- _PROBLEM DESCRIPTION_
Output each record exactly, with nothing omitted.

===============

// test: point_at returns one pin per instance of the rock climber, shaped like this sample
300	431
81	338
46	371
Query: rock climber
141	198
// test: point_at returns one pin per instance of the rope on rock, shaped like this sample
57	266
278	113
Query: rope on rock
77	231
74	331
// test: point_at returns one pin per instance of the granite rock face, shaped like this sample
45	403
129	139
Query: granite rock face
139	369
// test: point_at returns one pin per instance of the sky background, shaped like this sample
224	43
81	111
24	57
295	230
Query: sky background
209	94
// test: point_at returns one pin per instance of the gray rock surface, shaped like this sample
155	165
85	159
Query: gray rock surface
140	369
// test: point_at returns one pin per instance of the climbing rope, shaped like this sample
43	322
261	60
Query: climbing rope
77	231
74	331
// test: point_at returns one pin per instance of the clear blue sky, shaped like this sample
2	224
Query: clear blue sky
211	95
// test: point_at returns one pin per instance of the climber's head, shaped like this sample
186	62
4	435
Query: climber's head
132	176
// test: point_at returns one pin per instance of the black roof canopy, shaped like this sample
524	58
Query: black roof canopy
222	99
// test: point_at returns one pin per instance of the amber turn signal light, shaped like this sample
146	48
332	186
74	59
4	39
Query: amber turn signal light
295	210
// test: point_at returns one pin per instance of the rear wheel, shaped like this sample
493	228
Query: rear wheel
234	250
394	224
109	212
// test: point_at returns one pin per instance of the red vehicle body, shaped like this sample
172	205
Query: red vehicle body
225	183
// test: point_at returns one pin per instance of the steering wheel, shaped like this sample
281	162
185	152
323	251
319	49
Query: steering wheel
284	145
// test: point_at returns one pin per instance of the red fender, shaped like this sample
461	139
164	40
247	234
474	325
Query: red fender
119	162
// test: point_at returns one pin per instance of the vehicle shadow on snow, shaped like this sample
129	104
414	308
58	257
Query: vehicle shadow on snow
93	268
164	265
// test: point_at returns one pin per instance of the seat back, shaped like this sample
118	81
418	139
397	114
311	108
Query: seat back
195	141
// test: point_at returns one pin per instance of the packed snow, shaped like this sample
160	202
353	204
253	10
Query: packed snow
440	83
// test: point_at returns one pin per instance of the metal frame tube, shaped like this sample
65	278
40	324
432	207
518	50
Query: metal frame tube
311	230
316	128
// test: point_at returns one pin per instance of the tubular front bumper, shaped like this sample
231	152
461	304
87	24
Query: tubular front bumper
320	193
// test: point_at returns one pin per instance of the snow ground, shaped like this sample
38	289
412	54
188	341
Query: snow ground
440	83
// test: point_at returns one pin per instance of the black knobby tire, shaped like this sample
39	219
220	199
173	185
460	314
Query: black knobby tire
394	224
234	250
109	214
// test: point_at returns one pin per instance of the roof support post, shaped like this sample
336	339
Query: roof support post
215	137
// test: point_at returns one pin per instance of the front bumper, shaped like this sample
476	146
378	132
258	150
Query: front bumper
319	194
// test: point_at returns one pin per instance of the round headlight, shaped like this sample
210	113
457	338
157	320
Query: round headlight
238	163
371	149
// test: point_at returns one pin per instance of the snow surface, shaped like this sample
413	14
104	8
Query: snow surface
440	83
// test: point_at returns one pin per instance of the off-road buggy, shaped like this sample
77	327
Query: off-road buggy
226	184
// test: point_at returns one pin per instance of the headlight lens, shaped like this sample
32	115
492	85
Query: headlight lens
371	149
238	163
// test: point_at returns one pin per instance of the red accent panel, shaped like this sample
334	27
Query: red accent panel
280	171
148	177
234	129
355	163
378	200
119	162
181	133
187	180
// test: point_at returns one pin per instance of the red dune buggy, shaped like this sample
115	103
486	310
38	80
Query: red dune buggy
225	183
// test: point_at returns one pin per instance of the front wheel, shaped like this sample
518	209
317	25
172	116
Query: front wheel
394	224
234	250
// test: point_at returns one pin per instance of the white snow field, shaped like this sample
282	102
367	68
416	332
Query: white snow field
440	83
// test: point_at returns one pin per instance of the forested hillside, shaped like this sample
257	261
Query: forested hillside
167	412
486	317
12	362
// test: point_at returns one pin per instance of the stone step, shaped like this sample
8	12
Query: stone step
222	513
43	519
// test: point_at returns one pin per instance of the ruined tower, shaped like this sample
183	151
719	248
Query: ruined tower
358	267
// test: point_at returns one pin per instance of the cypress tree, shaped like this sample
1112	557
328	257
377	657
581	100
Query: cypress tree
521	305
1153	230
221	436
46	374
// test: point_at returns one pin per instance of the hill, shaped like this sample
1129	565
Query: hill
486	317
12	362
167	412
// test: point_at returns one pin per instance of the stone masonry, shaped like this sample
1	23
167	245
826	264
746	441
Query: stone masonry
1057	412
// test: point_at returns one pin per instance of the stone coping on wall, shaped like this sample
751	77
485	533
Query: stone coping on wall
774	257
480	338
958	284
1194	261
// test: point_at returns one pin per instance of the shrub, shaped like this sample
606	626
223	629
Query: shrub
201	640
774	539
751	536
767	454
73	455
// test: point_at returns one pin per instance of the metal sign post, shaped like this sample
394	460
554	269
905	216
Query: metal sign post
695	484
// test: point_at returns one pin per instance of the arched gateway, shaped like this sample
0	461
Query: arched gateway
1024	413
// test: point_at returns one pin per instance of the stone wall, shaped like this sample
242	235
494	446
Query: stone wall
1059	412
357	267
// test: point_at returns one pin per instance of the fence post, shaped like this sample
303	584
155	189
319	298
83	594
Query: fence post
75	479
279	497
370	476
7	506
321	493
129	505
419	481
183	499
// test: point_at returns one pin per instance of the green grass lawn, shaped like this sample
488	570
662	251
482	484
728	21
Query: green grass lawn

===============

- _RESPONSE TO THE EXERCISE_
// test: point_at returns one pin per instance of the rock climber, shaped like this sample
300	431
81	338
46	371
Query: rock climber
141	198
// test: point_at returns one pin per instance of the rope on rock, shaped like this sample
57	266
278	113
Query: rope on rock
77	231
74	331
// test: point_at returns one pin per instance of the granite rock face, shaped like this sample
45	403
129	139
Query: granite rock face
139	369
// test: point_at returns one pin per instance of the sky background, shaped like this sample
224	43
81	111
24	57
295	230
Query: sky background
209	94
// test: point_at returns one pin per instance of the gray rock surface, shaped like this sample
155	165
85	159
Query: gray rock surface
140	369
// test: point_at returns one pin per instance of the climbing rope, shaped like this sample
43	322
261	60
Query: climbing rope
77	231
74	331
// test: point_at returns one pin per instance of the clear blue sky, shaped like this sample
2	224
Query: clear blue sky
211	95
// test: point_at returns one pin per instance of the climber's head, shaped like this sample
186	62
4	435
Query: climber's head
132	176
// test: point_at returns one pin per instance of the black roof canopy, shaped like this sample
524	58
Query: black roof canopy
222	99
// test: point_at returns one pin per instance of the amber turn signal light, shaped like this sample
146	48
332	186
74	59
4	39
Query: amber turn signal light
295	210
// test: point_at returns one pin per instance of the rear wheel, shaped like this sample
493	228
Query: rear wheel
234	250
394	224
109	212
// test: point_at returns one pin per instance of the red vehicle body, shaped like this sample
172	205
Query: red vehicle body
225	183
// test: point_at returns one pin per instance of the steering wheel, shaped like this sample
281	162
185	152
323	251
319	49
Query: steering wheel
284	145
// test: point_at returns one pin per instance of the red fender, shaped like this sample
461	139
164	40
247	234
474	325
Query: red fender
119	162
// test: point_at returns one pin per instance of the vehicle shadow on snow, shaped like this sample
129	104
414	308
58	257
Query: vehicle shadow on snow
93	268
164	265
// test: point_at returns one pin per instance of the seat back, shaped like this sample
118	81
418	139
397	114
311	108
Query: seat back
195	141
// test: point_at returns one pin per instance of the packed snow, shaped like this sample
160	202
353	204
253	10
Query: packed snow
440	83
// test: point_at returns one pin per instance of the metal frame tube, shaped like this sample
65	278
40	324
432	207
518	50
Query: metal frame tube
311	230
316	128
// test: point_at returns one pin per instance of the tubular front bumper, shaped like this sample
231	152
461	304
87	24
Query: tubular front bumper
320	193
// test: point_at returns one pin per instance of the snow ground, shaped like this sample
38	289
412	54
188	341
Query: snow ground
440	83
// test: point_at returns one pin per instance of the black knobby tire, shaped like this sample
39	219
220	199
173	185
460	314
Query: black knobby tire
394	224
234	250
109	214
// test: point_at returns one pin per instance of the roof support post, shaped like this sample
336	339
Query: roof support post
215	137
// test: point_at returns one pin per instance of the front bumper, shaped like this sample
476	146
378	132
258	150
Query: front bumper
319	194
// test: point_at returns one pin per instance of the round headlight, shaped like this sample
210	113
457	338
157	320
Query: round headlight
238	163
371	149
// test: point_at returns one pin per instance of the snow surface, shaped like this sample
413	14
104	8
Query: snow surface
440	83
// test: point_at returns one pin per instance of the off-road buggy, shaped like this sample
77	327
Query: off-road buggy
226	184
// test: point_at returns one pin per instance of the headlight lens, shaped like this sample
32	115
492	85
Query: headlight lens
371	149
238	163
// test: point_at returns one pin per instance of the red accent panel, shaped like this sample
334	27
Query: red accent panel
280	171
148	177
234	129
355	163
378	200
119	162
181	133
187	180
// test: point_at returns one pin per instance of the red dune buggy, shaped like this sample
115	103
486	310
38	80
Query: red dune buggy
225	183
// test: point_at returns one pin per instance of the front wheel, shaped like this sample
518	209
317	25
172	116
Query: front wheel
394	224
234	250
// test: point_at returns one pin per instance of the white snow field, shaped like this sample
282	102
367	68
416	332
Query: white snow field
440	83
// test: point_at returns one pin per instance of the forested hillside, shaped like this sample
257	261
Query: forested hillside
167	412
486	317
12	362
// test: point_at returns one pin per instance of the stone step, shaped like this sample
8	12
Query: stone step
222	513
43	519
// test: point_at returns one pin per instance of the ruined tower, shaped like this sample
183	151
719	248
Query: ruined tower
358	267
// test: point_at returns one pin per instance of the cypress tree, shaped like this sample
1112	557
328	257
377	657
581	100
Query: cypress tree
521	305
1153	230
221	436
46	374
// test: point_at returns one pin per instance of the hill, shaped like this sample
1129	565
Query: hill
486	317
12	362
167	412
// test: point_at returns one pin per instance of the stone masonry, shaped like this sample
1	23
167	245
826	264
746	441
Query: stone masonry
1057	412
// test: point_at returns one pin per instance of the stone coping on wall, shaped like this sample
751	77
485	533
Query: stone coping on wall
774	257
480	338
958	284
1194	261
// test: point_at returns one pin per instance of the shrub, shaped like this sample
606	626
223	629
Query: shrub
201	640
774	539
751	536
767	454
73	455
// test: point_at returns one pin per instance of the metal sign post, shaped like this sample
394	460
554	269
905	216
Query: metal sign post
695	484
// test: point_at returns one pin per instance of the arched gateway, shaped like this sample
0	461
Query: arched gateway
1024	413
// test: point_at returns one pin per instance of the stone wall, shaped like this sample
242	235
494	446
Query: stone wall
1059	412
357	267
// test: point_at returns one pin per instance of the fence post, shaped like this sample
303	584
155	189
319	298
83	594
Query: fence post
75	479
279	497
370	476
7	506
321	493
129	505
419	481
183	499
// test: point_at returns one pin per instance of the green grass lawn, shaped like this sample
488	570
662	251
482	484
728	21
Query: green grass lawn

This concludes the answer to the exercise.